- [Task details]: Would you return the complete listing below word for word?
* start *
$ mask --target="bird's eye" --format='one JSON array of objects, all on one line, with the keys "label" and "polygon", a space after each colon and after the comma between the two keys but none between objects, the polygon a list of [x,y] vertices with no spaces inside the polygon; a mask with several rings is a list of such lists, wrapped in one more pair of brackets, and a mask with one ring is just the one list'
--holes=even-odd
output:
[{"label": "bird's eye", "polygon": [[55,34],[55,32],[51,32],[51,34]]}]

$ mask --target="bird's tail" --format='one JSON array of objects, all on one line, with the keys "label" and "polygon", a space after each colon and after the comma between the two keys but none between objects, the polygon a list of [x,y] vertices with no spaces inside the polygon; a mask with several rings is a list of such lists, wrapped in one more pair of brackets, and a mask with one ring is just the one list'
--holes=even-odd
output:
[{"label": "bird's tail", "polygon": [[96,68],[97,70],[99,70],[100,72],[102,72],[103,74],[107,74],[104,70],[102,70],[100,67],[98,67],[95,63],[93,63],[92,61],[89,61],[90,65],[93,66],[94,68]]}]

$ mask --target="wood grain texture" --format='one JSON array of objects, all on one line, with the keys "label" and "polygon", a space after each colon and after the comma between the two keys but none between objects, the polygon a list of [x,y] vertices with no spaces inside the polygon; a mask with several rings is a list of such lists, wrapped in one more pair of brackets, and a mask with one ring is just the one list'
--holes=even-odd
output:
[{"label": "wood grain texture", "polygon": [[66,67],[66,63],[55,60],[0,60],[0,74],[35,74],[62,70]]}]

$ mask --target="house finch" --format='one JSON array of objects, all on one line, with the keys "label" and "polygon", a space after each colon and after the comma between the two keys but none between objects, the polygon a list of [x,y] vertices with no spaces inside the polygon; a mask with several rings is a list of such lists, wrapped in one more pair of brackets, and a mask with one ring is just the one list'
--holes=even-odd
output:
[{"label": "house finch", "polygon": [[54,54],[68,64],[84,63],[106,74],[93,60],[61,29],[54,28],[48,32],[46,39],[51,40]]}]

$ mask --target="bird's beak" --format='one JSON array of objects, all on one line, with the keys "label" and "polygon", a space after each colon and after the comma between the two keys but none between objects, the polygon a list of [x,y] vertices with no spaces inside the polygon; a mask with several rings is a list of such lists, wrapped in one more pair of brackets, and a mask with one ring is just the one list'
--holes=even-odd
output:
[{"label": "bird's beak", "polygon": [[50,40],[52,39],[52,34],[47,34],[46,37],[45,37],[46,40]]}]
* end *
- [Exercise result]:
$ mask --target="bird's eye" --format='one JSON array of objects, all on one line, with the keys "label" and "polygon", a space after each colon and after the comma between the two keys but none between objects, the polygon a list of [x,y] vertices with no spaces inside the polygon; a mask with several rings is a list of such lists, wrapped in one more pair of brackets, and a mask with one ring is just the one list'
--holes=even-odd
output:
[{"label": "bird's eye", "polygon": [[55,34],[55,32],[51,32],[51,34]]}]

$ mask --target="bird's tail" --format='one JSON array of objects, all on one line, with the keys "label" and "polygon", a space after each colon and after the comma between the two keys but none between objects, the polygon a list of [x,y] vertices with no spaces inside the polygon; a mask with several rings is a list of such lists, wrapped in one more pair of brackets, and a mask with one ring is just the one list'
--holes=even-odd
output:
[{"label": "bird's tail", "polygon": [[96,68],[97,70],[99,70],[100,72],[102,72],[103,74],[107,74],[104,70],[102,70],[100,67],[98,67],[95,63],[93,63],[92,61],[89,61],[90,65],[93,66],[94,68]]}]

$ mask --target="wood grain texture" --format='one JSON array of objects, all on one line, with the keys "label" and "polygon", a space after each colon and after the comma between the two keys but none between objects, the polygon a list of [x,y] vertices with no spaces inside the polygon; a mask with several rings is a list of such lists, wrapped in one more pair of brackets, and a mask with one ring is just the one list'
--holes=even-odd
output:
[{"label": "wood grain texture", "polygon": [[66,67],[66,63],[55,60],[0,60],[0,74],[35,74],[62,70]]}]

$ mask --target="house finch" --format='one JSON array of objects, all on one line, with the keys "label" and "polygon", a space after each colon and after the comma between the two keys but none between objects, the polygon a list of [x,y] vertices with no spaces inside the polygon; a mask with several rings is a list of such lists, wrapped in one more pair of brackets, and a mask with one ring is just the one list'
--holes=even-odd
output:
[{"label": "house finch", "polygon": [[54,54],[68,64],[84,63],[106,74],[93,60],[61,29],[54,28],[48,32],[46,39],[51,40]]}]

$ mask --target="bird's beak" --format='one JSON array of objects, all on one line, with the keys "label" and "polygon", a space after each colon and after the comma between the two keys but none between objects, the polygon a list of [x,y] vertices with no spaces inside the polygon; a mask with several rings is a list of such lists, wrapped in one more pair of brackets, and a mask with one ring is just the one list'
--holes=even-odd
output:
[{"label": "bird's beak", "polygon": [[50,40],[52,39],[52,34],[47,34],[46,37],[45,37],[46,40]]}]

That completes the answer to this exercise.